[TASKS AND EXERCISES]
[A] List each distinct image name that the Docker workshop notes pass to the "docker image pull" command.
[B] Copy the stretch of the rows from the line containing "the air conditioning" through the end of the rows.

Imageomics Teaching Workshop (2023 All-Hands)

Reproducible Computational Environments Using Containers: Introduction to Docker

Running list of commands:

docker container --help
docker image ls
docker image pull hello-world
docker image ls
docker container run hello-world
docker image pull alpine
docker container run alpine cat /etc/os-release
docker contiatner run -it alpine sh #-it: interactive terminal, sh for bash
ls run
ls bin
exit
docker image rm hello-world
docker container ls      #view running
docker container ls -a    #view all 
docker container rm [Cotainer ID]
docker image rm hello-world
docker container ls -a
(WARNING: removes all containers) docker container prune
docker image pull python   #will pull latest version
docker image pull python:3.11-alpine
docker image pull python:3.11-alpine
docker container run -it pyton:3.11-alpine
a = 1
b=2
a+b
quit()
nano Dockerfile   #must name file Dockerfile

In Dockerfile (using text reader of choice):

FROM alpine
RUN apt add update python3 py3-pip python3-dev
RUN pip install cython
CMD ["python3", "version"]

Back to Terminal

ls
cat Dockerfile
docker image build -t alpine-python:0.1.0 .

[DATASET ROWS]
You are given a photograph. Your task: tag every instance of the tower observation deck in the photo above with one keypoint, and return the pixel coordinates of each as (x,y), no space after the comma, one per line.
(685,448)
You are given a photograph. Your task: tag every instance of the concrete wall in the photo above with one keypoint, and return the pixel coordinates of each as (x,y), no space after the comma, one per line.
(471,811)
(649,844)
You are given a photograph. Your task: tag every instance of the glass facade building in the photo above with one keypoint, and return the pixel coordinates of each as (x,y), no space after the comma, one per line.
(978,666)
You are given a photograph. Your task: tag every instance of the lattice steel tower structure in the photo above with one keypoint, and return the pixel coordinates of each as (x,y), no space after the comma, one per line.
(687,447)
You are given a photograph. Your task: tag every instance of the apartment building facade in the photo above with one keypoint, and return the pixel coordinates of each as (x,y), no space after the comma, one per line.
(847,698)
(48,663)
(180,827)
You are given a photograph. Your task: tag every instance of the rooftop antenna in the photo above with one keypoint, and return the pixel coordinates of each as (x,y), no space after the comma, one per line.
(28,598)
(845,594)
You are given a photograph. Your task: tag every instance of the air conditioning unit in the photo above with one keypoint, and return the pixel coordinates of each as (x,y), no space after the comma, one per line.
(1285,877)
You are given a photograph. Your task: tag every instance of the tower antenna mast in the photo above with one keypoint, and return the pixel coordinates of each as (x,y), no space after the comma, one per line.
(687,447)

[ANSWERS PROVIDED]
[A]
hello-world
alpine
python
python:3.11-alpine

[B]
You are given a photograph. Your task: tag every instance of the air conditioning unit in the photo above with one keypoint, and return the pixel coordinates of each as (x,y), no space after the comma, one per line.
(1285,877)
You are given a photograph. Your task: tag every instance of the tower antenna mast in the photo above with one keypoint, and return the pixel coordinates of each as (x,y), no space after the comma, one per line.
(687,447)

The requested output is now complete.